- [PROBLEM DESCRIPTION]:
Here are some records. Copy each one exactly.

..........

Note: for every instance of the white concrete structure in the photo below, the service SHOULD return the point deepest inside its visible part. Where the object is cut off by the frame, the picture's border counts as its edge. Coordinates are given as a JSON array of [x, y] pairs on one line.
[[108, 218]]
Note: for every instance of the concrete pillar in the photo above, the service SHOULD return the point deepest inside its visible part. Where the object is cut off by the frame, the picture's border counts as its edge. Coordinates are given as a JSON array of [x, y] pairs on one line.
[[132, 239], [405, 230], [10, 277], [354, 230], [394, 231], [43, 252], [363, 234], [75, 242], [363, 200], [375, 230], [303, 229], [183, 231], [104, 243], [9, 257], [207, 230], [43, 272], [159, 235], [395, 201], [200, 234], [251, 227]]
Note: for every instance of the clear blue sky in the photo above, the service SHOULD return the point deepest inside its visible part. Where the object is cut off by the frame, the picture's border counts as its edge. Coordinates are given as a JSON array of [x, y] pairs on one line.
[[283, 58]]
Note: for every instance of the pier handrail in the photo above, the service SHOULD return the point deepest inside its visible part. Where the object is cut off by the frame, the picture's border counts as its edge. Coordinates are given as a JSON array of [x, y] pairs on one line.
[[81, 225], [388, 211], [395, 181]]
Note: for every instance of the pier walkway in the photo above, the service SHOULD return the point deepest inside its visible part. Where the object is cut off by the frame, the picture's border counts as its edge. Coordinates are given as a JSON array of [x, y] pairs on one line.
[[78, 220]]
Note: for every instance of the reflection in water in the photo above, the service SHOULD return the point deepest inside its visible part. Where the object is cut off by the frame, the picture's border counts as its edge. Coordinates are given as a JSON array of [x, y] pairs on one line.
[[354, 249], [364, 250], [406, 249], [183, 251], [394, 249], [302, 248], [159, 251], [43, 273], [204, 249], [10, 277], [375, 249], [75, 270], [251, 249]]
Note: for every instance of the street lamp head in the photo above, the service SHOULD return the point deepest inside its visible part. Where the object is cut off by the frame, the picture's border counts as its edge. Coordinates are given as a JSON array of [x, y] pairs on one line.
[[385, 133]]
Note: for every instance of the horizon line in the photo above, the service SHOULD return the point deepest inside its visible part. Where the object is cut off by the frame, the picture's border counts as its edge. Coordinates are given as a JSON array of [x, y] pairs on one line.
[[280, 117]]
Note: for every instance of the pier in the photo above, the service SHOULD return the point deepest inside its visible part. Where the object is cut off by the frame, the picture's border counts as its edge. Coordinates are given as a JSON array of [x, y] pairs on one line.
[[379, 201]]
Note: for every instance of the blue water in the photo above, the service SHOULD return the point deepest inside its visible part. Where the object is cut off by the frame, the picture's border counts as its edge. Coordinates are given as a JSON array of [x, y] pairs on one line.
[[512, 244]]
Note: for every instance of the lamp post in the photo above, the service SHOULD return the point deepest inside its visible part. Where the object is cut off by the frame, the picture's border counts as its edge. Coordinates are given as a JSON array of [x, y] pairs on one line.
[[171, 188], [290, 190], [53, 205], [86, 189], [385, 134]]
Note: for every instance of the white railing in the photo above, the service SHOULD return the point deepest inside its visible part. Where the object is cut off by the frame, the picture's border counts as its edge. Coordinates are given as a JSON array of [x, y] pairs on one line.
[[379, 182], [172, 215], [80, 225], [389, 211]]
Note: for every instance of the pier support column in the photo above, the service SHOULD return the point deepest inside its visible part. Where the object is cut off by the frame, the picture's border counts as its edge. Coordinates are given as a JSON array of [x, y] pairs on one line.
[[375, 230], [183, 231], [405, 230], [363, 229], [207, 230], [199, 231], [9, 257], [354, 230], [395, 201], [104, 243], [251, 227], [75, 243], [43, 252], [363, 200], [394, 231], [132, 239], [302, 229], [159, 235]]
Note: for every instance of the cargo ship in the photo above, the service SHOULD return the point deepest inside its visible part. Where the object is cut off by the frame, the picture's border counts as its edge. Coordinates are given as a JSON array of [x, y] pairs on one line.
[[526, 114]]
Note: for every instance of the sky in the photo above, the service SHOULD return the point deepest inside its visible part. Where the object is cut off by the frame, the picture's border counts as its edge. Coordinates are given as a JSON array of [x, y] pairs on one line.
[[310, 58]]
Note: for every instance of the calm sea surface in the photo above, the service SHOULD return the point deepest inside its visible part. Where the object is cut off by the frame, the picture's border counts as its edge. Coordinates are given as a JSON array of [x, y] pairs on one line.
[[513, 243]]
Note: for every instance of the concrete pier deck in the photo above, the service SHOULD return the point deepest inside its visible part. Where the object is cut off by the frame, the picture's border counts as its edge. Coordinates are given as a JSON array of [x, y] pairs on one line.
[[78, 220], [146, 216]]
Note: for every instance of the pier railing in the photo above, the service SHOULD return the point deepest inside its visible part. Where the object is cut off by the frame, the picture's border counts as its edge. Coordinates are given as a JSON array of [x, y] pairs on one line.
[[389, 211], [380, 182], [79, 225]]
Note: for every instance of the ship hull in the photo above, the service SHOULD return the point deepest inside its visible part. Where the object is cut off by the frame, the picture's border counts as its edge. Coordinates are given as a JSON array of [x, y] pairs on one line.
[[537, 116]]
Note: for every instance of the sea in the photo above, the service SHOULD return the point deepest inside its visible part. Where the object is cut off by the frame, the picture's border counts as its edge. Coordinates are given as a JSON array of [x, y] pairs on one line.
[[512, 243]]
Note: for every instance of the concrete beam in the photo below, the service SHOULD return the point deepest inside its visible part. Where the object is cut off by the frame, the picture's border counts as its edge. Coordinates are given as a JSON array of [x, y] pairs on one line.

..........

- [WRITTEN RESPONSE]:
Note: for every instance of the white concrete structure in the photo below, the service SHOULD return the point deepest inside its visible part. Where the object is cut off by the frame, the picture's border counts as its edge. Coordinates are given as a JSON array of [x, y] pairs on one line.
[[108, 218]]
Note: for every instance of the concrete pillar in the photo above, the service SHOULD return the point deepest inside its visible part. Where the object is cut off by the frame, the picture's border counts as its edge. Coordinates are given as a JSON array of [x, y] pairs on one line.
[[132, 239], [405, 230], [10, 277], [354, 230], [394, 231], [43, 252], [363, 234], [75, 242], [363, 200], [375, 230], [303, 229], [183, 231], [104, 243], [9, 257], [207, 230], [43, 272], [159, 235], [395, 201], [200, 234], [251, 227]]
Note: for every instance of the clear blue sky in the photo above, the service SHOULD return the point deepest inside its visible part. Where the object is cut off by the frame, the picture's border counts as its edge. Coordinates are given as a JSON array of [x, y] pairs on one line.
[[283, 58]]
Note: for every instance of the pier handrail in the photo above, the service SHOULD return the point deepest inside its visible part. Where the object is cut off by the frame, the picture's border counts as its edge. Coordinates are given as a JSON array of [x, y] pairs on one line.
[[81, 225], [388, 211], [395, 181]]
Note: for every instance of the pier walkway in the photo above, the service SHOULD return the point deepest inside its visible part. Where the object is cut off by the frame, the picture's border counts as its edge. Coordinates are given as a JSON array of [x, y] pairs on one line.
[[78, 220]]
Note: for every instance of the reflection in water in the photo above, the service SHOULD return the point deepest inside its visible part. Where the object is cut off by the frame, the picture's border counts as its edge. Coordinates are given as a JSON array of [x, y] pairs on one line.
[[354, 249], [364, 250], [406, 249], [183, 251], [394, 249], [302, 248], [159, 251], [43, 273], [204, 249], [10, 277], [375, 249], [75, 270], [251, 249]]
Note: for every instance of the street lamp head in the photo above, the service SHOULD return the point deepest inside its visible part. Where the object is cut off by the frame, the picture's border counts as its edge. Coordinates are given as a JSON array of [x, y] pairs on one line.
[[385, 133]]
Note: for every instance of the horizon line in the photo above, the service SHOULD return the point deepest inside its visible part. Where the object is cut off by the frame, the picture's border counts as its edge. Coordinates are given as a JSON array of [x, y] pairs on one line.
[[280, 117]]
Note: for every instance of the pier in the photo above, the service SHOULD return the point deepest inside its visible part. Where the object is cut off by the frame, the picture's border counts as its edge. Coordinates are given as a JSON array of [x, y] pairs on one line.
[[379, 201]]
Note: for every instance of the blue water in the photo above, the service SHOULD return the point deepest inside its visible part. Where the object is cut off by the frame, the picture's border counts as its edge. Coordinates are given as a JSON array of [x, y] pairs on one line.
[[512, 244]]
Note: for every instance of the lamp post in the photo above, the service SHOULD return the point deepest inside its visible part. Where the object is cut off by the frame, the picture's border counts as its edge. Coordinates are given as a JSON array of [x, y] pairs on one line.
[[171, 188], [290, 190], [53, 205], [86, 189], [385, 134]]
Note: for every instance of the white railing in the photo above, the service SHOULD return the point deepest inside its visible part. Where the object is cut off by the frame, the picture's border counts as its edge. Coordinates are given as a JSON array of [x, y] pairs on one line.
[[379, 182], [172, 215], [80, 225], [389, 211]]
Note: for every instance of the pier support column in the photo above, the service SHOULD return the point deepest inside its visible part. Where the object is cut off by the frame, the picture's border counts as its edge. Coordinates are given as a JSON array of [x, y] pairs on one line.
[[375, 230], [183, 231], [405, 230], [363, 229], [207, 230], [199, 231], [9, 257], [354, 230], [395, 201], [104, 243], [251, 227], [75, 243], [43, 252], [363, 200], [394, 231], [132, 239], [302, 229], [159, 235]]
Note: for every instance of the cargo ship in the photo above, the service SHOULD return the point deepest inside its visible part. Where the object is cut off by the frame, the picture's border counts as its edge. Coordinates are given as a JSON array of [x, y] pairs on one line.
[[526, 114]]
Note: for every instance of the sky in the photo above, the service SHOULD return the point deepest inside its visible part. Where the object is cut off by the frame, the picture's border counts as its edge. Coordinates are given as a JSON array of [x, y] pairs on one line.
[[310, 58]]
Note: for every instance of the calm sea surface in the photo above, the service SHOULD return the point deepest inside its visible part. Where the object is cut off by the frame, the picture's border counts as its edge. Coordinates are given as a JSON array of [x, y] pairs on one line.
[[513, 243]]
Note: for every instance of the concrete pier deck in the photo above, the service SHOULD return the point deepest inside its visible part. Where the object is cut off by the frame, the picture's border counts as its edge. Coordinates are given as a JSON array of [x, y] pairs on one line.
[[78, 220], [146, 216]]
Note: for every instance of the pier railing in the photo above, the service SHOULD return the point deepest inside its visible part. Where the object is cut off by the frame, the picture's border counts as its edge. Coordinates are given as a JSON array of [x, y] pairs on one line.
[[389, 211], [380, 182], [79, 225]]
Note: for every instance of the ship hull in the photo above, the service SHOULD return the point deepest inside its visible part. Where the object is cut off by the frame, the picture's border counts as its edge. Coordinates are given as a JSON array of [x, y] pairs on one line.
[[537, 116]]
Note: for every instance of the sea in the photo above, the service SHOULD return the point deepest inside its visible part. Where the object is cut off by the frame, the picture's border counts as its edge. Coordinates are given as a JSON array of [x, y] pairs on one line.
[[512, 243]]
Note: for every instance of the concrete beam in the photo below, the service SHOULD return the point deepest inside its visible part. Where the object is cut off by the frame, the picture's border counts as its edge. Coordinates are given as a JSON array of [x, y] pairs on one line.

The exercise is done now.